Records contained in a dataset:
----

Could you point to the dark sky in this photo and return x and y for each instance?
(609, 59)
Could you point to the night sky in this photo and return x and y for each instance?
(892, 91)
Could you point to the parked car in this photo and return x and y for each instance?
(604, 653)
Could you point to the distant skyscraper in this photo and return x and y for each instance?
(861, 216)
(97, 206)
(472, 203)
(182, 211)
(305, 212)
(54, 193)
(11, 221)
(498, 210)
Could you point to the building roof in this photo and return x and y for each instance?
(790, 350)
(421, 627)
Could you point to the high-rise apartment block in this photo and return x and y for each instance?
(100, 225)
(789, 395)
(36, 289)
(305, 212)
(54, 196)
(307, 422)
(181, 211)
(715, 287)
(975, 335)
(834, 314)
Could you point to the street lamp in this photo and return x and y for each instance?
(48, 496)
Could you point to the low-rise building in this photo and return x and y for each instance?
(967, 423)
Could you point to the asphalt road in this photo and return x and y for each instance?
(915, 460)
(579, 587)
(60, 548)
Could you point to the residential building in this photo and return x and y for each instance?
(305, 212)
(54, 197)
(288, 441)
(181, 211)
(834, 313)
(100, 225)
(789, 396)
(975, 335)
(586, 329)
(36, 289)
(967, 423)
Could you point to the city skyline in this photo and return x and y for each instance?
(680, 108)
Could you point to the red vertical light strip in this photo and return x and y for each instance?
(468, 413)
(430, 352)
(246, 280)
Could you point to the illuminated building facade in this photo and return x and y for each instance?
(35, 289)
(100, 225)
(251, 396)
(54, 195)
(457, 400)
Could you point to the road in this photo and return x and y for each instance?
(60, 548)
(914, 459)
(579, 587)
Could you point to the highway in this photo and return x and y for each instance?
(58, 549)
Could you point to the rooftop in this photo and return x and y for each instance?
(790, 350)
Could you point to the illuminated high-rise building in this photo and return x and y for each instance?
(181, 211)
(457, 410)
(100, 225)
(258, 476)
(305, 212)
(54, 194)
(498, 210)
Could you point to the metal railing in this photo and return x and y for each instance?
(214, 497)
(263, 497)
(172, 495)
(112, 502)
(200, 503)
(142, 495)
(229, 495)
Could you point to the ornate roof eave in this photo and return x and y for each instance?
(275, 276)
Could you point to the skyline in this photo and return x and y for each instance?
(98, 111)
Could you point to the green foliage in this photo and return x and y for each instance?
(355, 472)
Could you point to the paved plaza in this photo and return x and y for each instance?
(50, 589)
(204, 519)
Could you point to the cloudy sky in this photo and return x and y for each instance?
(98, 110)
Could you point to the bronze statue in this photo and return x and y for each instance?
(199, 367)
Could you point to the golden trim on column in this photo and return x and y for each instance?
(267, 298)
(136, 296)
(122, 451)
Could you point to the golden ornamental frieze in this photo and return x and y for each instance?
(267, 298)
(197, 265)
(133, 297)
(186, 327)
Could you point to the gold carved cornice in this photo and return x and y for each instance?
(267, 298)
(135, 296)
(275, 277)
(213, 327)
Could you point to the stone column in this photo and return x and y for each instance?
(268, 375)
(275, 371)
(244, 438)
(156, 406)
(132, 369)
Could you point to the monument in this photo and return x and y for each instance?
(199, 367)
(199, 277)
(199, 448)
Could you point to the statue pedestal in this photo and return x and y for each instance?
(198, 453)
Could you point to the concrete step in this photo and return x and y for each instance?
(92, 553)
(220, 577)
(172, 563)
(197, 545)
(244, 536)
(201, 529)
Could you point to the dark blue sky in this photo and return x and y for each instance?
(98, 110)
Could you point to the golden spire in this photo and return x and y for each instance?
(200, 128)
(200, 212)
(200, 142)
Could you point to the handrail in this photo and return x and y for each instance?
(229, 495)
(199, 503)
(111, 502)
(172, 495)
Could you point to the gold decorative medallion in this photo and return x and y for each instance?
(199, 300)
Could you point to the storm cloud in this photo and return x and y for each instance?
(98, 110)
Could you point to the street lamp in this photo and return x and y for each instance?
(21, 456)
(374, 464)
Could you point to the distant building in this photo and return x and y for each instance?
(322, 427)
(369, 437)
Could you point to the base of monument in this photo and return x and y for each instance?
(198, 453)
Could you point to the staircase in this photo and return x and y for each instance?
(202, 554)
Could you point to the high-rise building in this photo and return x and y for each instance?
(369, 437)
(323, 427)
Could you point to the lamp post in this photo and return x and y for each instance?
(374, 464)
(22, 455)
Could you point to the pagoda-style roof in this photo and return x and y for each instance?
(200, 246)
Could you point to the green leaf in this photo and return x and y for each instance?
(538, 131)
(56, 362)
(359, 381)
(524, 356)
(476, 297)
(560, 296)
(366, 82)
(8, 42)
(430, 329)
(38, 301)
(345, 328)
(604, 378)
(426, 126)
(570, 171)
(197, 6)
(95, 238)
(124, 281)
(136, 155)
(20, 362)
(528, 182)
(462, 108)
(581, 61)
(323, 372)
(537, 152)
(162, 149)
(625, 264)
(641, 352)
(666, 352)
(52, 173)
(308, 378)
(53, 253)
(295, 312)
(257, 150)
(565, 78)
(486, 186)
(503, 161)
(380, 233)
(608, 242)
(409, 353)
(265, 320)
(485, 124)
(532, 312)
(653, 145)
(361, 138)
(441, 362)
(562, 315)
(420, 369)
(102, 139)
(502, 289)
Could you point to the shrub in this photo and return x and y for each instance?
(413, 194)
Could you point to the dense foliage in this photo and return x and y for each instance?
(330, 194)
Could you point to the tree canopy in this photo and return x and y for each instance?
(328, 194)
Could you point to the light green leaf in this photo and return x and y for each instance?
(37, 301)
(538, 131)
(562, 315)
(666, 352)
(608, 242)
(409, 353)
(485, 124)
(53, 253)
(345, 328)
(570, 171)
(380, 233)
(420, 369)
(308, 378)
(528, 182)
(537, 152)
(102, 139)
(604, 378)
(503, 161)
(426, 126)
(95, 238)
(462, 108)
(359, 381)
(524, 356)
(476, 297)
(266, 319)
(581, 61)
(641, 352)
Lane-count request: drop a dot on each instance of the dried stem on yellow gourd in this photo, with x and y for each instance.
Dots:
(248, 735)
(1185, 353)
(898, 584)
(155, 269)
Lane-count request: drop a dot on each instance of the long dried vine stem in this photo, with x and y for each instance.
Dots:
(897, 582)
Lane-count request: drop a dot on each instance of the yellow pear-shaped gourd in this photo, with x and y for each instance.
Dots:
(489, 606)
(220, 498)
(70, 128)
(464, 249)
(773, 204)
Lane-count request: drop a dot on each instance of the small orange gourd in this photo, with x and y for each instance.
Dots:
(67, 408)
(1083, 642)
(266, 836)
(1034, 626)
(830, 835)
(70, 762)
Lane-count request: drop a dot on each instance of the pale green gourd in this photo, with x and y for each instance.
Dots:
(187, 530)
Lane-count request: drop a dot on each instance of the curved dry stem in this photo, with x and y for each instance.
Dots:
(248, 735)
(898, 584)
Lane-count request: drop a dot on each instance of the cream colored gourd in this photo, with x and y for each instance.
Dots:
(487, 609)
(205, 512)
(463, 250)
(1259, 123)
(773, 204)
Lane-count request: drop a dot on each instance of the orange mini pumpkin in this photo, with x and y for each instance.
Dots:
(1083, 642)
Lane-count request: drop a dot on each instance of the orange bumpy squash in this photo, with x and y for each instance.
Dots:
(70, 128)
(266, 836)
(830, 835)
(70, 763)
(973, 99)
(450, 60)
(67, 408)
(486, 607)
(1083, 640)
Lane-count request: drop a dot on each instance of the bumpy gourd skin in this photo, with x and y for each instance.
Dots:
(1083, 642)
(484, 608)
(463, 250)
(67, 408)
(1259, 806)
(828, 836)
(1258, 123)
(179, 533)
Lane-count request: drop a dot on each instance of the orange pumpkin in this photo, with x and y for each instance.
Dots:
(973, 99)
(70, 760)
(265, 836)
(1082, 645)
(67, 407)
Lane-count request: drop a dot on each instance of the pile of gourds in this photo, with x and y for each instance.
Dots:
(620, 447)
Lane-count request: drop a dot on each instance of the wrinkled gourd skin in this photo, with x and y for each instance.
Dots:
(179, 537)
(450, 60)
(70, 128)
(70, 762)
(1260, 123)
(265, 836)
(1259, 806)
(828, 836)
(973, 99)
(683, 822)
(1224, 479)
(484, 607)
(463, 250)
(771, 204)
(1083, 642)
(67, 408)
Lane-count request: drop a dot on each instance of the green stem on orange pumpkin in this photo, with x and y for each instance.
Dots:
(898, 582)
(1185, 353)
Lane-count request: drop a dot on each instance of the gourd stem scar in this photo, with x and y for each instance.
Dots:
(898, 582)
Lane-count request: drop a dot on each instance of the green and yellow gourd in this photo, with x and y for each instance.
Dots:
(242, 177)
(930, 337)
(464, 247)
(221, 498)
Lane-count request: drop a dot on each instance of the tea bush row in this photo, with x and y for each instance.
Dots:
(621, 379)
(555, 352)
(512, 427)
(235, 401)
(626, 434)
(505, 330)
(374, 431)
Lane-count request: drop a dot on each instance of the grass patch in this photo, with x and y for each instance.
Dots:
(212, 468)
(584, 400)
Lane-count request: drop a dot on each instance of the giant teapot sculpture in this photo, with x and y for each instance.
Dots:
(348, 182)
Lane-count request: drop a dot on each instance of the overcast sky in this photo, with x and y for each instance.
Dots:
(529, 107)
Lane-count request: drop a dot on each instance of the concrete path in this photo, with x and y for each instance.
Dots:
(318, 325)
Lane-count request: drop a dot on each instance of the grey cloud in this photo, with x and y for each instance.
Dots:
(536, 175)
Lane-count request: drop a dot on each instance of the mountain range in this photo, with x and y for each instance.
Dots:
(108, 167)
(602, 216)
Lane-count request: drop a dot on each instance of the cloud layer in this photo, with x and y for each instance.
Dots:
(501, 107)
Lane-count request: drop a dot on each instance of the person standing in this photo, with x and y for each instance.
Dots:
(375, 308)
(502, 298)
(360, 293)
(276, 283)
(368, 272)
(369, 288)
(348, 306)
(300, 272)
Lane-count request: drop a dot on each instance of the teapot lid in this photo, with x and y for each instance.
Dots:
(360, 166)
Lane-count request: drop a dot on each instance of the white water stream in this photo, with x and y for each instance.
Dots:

----

▶ What is needed
Return, unchanged, the run of lines above that opens with the line containing "the green and" and closes with the line containing "Lane-count request: drop a dot on each instance of the mountain". Include both.

▶ Result for this exercise
Lane-count request: drop a dot on each instance of the green and yellow gourd in this photo, with x and y for each instance.
Dots:
(242, 177)
(930, 337)
(464, 247)
(221, 498)
Lane-count request: drop a dot on each instance of the tea bush row in this photo, with x and y for each instance.
Dots:
(621, 379)
(555, 352)
(512, 427)
(235, 401)
(626, 434)
(505, 330)
(374, 431)
Lane-count request: drop a dot on each instance of the grass patch in this photo, with x and y for each instance.
Dots:
(212, 468)
(584, 400)
Lane-count request: drop a dot on each instance of the giant teapot sculpture in this photo, with x and y for each instance.
Dots:
(348, 182)
Lane-count request: drop a dot on each instance of the overcast sky in this photo, with x and y for each instance.
Dots:
(529, 107)
Lane-count request: drop a dot on each instance of the concrete path in this photo, with x and y for each instance.
Dots:
(318, 325)
Lane-count request: drop a dot on each instance of the grey cloud in this photo, with x and y for each instance.
Dots:
(536, 175)
Lane-count request: drop a dot on each instance of the mountain range in this photo, with x and y for each instance.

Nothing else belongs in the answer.